Items:

○ ○ ○

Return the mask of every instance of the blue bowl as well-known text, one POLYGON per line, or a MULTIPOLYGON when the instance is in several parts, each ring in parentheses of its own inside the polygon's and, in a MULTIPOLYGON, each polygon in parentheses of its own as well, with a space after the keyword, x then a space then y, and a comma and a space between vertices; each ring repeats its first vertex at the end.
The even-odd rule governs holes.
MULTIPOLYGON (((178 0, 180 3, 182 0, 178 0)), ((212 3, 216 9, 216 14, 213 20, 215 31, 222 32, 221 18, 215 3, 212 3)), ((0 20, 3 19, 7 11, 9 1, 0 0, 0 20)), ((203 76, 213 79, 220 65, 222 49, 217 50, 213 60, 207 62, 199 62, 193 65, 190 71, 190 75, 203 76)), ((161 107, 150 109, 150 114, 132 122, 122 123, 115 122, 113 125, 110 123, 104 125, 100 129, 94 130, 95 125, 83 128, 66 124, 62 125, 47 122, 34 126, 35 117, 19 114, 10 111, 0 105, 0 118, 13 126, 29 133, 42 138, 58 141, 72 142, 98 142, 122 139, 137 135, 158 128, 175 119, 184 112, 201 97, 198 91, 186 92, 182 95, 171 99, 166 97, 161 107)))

○ ○ ○

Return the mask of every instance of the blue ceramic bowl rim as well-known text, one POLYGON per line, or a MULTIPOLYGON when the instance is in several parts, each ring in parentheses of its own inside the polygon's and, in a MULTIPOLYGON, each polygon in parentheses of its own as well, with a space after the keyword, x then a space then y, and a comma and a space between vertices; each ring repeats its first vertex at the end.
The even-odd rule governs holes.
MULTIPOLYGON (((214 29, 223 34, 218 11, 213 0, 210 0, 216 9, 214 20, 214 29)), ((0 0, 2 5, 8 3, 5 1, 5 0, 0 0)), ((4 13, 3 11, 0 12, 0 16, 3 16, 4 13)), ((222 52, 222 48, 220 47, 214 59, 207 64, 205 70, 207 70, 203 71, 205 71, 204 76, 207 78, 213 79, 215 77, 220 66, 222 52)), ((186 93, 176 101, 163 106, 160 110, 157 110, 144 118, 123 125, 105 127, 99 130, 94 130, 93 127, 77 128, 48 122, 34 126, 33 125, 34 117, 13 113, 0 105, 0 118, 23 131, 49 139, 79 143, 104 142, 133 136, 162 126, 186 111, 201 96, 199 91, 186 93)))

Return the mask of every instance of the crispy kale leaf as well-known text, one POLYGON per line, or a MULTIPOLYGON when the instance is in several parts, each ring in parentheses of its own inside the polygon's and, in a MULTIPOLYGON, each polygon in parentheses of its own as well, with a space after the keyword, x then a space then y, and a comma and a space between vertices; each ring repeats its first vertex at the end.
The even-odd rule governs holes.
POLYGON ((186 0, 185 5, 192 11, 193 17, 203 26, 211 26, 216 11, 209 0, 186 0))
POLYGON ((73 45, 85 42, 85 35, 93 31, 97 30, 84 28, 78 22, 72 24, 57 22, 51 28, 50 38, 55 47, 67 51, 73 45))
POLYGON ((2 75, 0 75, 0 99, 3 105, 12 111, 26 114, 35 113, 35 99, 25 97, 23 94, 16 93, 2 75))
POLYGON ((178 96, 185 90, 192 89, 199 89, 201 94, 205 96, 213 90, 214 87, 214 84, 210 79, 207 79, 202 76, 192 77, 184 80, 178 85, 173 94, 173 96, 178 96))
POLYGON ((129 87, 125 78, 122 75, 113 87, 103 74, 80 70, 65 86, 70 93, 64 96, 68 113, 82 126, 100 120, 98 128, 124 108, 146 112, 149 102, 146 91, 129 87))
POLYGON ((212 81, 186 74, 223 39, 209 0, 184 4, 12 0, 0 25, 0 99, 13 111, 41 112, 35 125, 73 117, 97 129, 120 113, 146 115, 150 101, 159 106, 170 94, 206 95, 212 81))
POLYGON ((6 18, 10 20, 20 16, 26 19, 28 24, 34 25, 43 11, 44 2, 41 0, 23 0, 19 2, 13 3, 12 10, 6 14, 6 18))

○ ○ ○

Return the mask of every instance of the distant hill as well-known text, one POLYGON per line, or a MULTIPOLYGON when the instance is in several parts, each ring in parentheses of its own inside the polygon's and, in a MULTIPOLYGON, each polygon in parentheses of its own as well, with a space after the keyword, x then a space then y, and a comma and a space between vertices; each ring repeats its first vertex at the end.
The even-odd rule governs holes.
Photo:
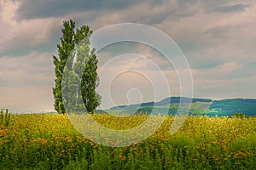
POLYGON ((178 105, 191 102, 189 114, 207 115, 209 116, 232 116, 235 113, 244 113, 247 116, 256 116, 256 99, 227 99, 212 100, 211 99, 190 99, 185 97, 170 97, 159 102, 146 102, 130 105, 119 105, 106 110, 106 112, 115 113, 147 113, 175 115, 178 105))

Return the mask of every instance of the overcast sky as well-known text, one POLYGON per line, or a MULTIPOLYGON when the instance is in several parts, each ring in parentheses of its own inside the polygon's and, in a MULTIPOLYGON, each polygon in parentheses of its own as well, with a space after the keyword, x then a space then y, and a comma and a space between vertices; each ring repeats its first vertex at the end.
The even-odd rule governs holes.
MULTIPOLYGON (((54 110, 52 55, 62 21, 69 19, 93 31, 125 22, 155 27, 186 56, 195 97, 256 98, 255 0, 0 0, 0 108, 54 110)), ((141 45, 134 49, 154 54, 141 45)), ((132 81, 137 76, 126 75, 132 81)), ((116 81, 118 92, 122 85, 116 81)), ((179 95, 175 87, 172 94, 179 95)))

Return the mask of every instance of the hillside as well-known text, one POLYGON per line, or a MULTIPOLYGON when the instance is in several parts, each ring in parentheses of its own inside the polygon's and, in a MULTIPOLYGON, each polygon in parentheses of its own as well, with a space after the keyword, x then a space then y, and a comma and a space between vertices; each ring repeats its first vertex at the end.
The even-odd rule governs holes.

○ ○ ○

Set exercise:
Reproduce the records above verbatim, covering the stretch from the line containing "Return the mask of every instance of the blue ceramic" through the line containing "MULTIPOLYGON (((214 29, 223", both lines included.

Written response:
Return the mask of every instance of the blue ceramic bowl rim as well-known text, one POLYGON per line, or a MULTIPOLYGON when the instance is in several parts, each ring in parentheses of its own inside the polygon's and, in a MULTIPOLYGON, each polygon in parentheses of its own as well, with a space after the keyword, x then a space then y, and a comma and a space between vertices; each ring repeats its first vertex at the end.
The even-odd rule governs holes.
MULTIPOLYGON (((214 29, 223 34, 218 11, 213 0, 210 0, 216 9, 214 20, 214 29)), ((0 0, 2 5, 8 3, 5 1, 5 0, 0 0)), ((4 13, 3 11, 0 12, 0 16, 3 16, 4 13)), ((222 52, 222 48, 220 47, 214 59, 207 64, 205 70, 207 70, 203 71, 205 71, 204 76, 207 78, 213 79, 215 77, 220 66, 222 52)), ((186 93, 176 101, 163 106, 160 110, 157 110, 144 118, 123 125, 105 127, 99 130, 94 130, 93 127, 77 128, 48 122, 34 126, 33 125, 34 117, 13 113, 0 105, 0 118, 23 131, 49 139, 79 143, 104 142, 133 136, 162 126, 186 111, 201 96, 199 91, 186 93)))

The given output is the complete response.